** Start of RECORDS PROVIDED **
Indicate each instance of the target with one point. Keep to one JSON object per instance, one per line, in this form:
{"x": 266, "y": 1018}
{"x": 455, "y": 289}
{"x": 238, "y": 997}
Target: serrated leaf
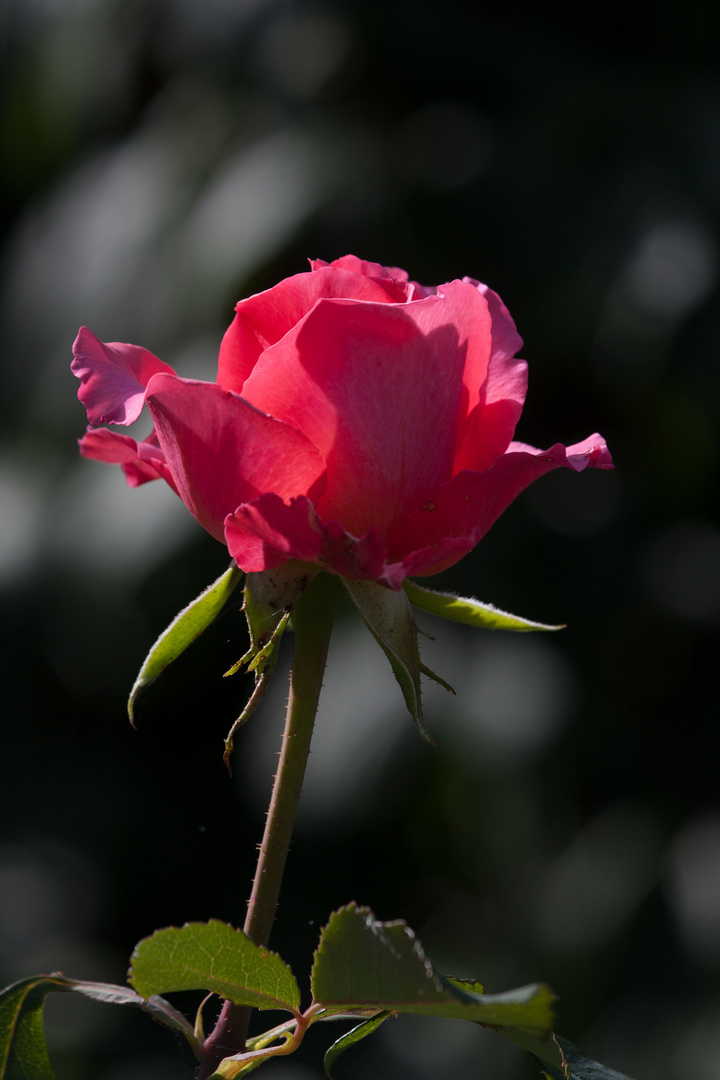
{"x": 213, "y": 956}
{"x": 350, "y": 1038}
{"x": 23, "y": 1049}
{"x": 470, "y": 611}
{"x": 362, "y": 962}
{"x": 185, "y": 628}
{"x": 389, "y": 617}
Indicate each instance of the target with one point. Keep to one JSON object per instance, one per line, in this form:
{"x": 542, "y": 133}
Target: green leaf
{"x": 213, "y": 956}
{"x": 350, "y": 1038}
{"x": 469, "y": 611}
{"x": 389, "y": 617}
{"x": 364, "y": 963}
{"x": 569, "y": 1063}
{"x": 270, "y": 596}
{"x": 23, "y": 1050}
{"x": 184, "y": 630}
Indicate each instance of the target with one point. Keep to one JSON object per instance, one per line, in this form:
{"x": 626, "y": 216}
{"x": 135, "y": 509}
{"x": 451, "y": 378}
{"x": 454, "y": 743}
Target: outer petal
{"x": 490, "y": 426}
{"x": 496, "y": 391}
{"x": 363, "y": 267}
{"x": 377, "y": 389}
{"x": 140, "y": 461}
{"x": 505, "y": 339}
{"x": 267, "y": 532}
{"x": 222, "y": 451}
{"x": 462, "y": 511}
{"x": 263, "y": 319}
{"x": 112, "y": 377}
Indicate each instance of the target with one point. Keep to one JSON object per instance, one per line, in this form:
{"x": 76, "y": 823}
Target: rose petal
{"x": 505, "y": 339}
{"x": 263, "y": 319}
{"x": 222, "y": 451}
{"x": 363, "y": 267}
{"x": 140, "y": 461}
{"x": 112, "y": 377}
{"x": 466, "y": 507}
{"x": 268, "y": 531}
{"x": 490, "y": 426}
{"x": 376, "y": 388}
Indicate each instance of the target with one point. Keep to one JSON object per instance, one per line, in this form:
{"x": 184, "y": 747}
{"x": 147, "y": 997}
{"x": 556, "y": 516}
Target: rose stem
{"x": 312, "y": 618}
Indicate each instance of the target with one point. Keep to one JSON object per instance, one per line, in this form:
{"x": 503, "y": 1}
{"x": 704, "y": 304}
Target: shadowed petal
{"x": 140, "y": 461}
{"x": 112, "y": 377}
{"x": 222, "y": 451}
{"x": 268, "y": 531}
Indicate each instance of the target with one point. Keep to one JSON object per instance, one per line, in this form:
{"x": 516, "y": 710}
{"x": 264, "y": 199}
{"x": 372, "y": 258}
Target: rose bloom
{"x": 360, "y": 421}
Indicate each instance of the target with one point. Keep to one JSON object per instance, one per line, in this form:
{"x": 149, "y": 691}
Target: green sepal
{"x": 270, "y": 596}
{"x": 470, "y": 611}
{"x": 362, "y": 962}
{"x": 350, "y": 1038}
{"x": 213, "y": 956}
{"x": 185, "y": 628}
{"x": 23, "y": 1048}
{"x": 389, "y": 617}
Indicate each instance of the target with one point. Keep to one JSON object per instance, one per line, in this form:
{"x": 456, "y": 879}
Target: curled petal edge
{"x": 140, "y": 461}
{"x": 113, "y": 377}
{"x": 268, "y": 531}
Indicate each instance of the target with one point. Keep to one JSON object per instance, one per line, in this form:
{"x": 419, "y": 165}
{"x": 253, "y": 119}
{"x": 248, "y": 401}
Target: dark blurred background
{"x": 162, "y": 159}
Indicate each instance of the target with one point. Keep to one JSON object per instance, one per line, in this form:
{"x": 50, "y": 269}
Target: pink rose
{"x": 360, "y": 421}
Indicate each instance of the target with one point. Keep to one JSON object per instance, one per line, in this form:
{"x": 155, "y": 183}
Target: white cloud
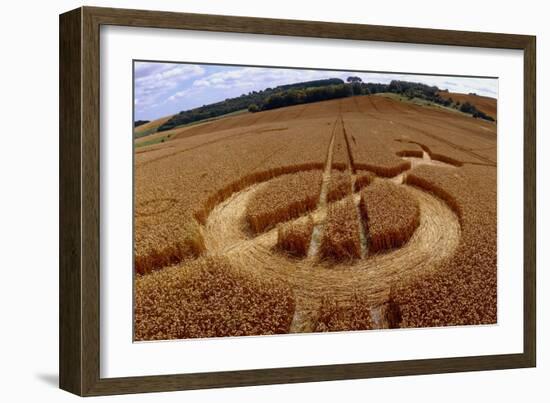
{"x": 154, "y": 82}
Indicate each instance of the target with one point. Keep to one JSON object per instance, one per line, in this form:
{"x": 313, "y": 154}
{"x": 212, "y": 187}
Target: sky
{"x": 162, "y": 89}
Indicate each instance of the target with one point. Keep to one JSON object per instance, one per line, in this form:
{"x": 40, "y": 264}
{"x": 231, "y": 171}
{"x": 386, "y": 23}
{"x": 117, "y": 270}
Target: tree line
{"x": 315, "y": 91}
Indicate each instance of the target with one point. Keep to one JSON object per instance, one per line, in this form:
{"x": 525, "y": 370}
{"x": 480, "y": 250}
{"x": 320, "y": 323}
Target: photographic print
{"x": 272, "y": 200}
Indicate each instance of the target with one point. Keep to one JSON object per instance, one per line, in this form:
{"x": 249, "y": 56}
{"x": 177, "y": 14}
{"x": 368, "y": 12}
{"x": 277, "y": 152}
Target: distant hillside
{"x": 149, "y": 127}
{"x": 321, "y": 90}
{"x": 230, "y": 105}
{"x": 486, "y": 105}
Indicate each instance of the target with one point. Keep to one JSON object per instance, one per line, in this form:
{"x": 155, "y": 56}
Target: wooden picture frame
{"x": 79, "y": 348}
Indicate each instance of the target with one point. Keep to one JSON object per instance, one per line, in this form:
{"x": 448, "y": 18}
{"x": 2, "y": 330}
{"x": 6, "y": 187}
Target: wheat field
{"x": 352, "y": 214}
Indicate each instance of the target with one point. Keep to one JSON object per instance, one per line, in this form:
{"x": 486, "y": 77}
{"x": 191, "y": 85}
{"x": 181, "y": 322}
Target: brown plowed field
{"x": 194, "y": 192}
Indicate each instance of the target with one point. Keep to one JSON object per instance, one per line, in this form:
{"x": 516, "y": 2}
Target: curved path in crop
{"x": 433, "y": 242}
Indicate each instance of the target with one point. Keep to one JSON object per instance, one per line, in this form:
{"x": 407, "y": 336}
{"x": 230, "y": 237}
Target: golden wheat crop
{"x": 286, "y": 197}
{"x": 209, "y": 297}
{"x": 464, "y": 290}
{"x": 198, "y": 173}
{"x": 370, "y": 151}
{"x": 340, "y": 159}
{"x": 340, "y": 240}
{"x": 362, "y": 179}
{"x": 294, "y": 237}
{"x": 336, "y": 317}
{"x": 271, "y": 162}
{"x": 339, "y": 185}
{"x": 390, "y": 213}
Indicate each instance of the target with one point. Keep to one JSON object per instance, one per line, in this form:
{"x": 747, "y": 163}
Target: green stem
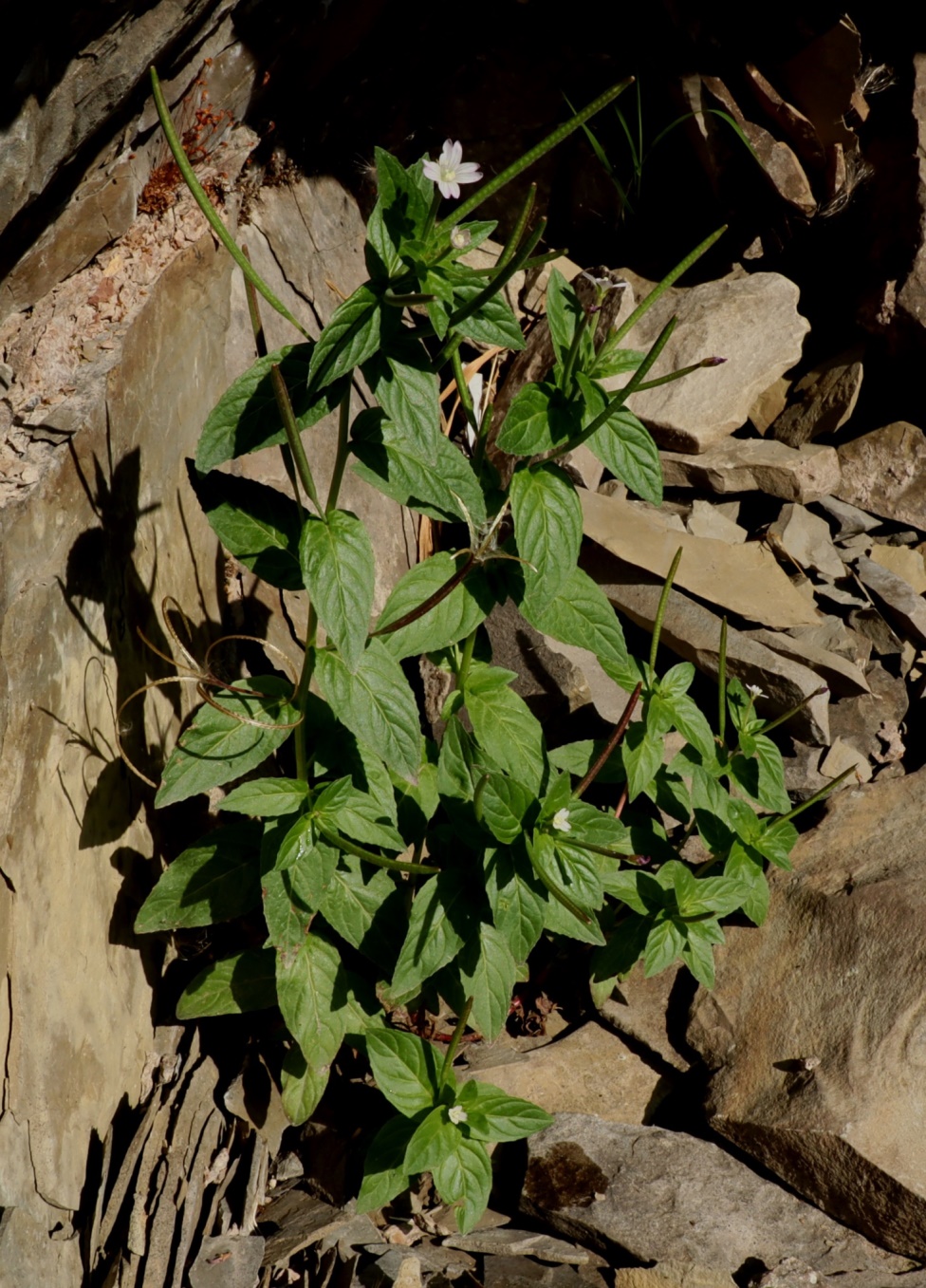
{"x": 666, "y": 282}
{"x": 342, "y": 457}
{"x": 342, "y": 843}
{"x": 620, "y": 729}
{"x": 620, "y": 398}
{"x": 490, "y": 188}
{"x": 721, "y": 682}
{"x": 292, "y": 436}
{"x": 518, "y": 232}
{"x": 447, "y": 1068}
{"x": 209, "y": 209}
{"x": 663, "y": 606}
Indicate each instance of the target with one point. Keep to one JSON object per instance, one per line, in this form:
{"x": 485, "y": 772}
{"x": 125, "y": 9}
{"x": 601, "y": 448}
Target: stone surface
** End of RECORDS PROVIDED **
— PROBLEM TO SOLVE —
Report each line of the data above that contains the word "rose", copying every such line in full.

— TASK OUTPUT —
Target: rose petal
Target: rose stem
Target: rose bloom
Target: pink rose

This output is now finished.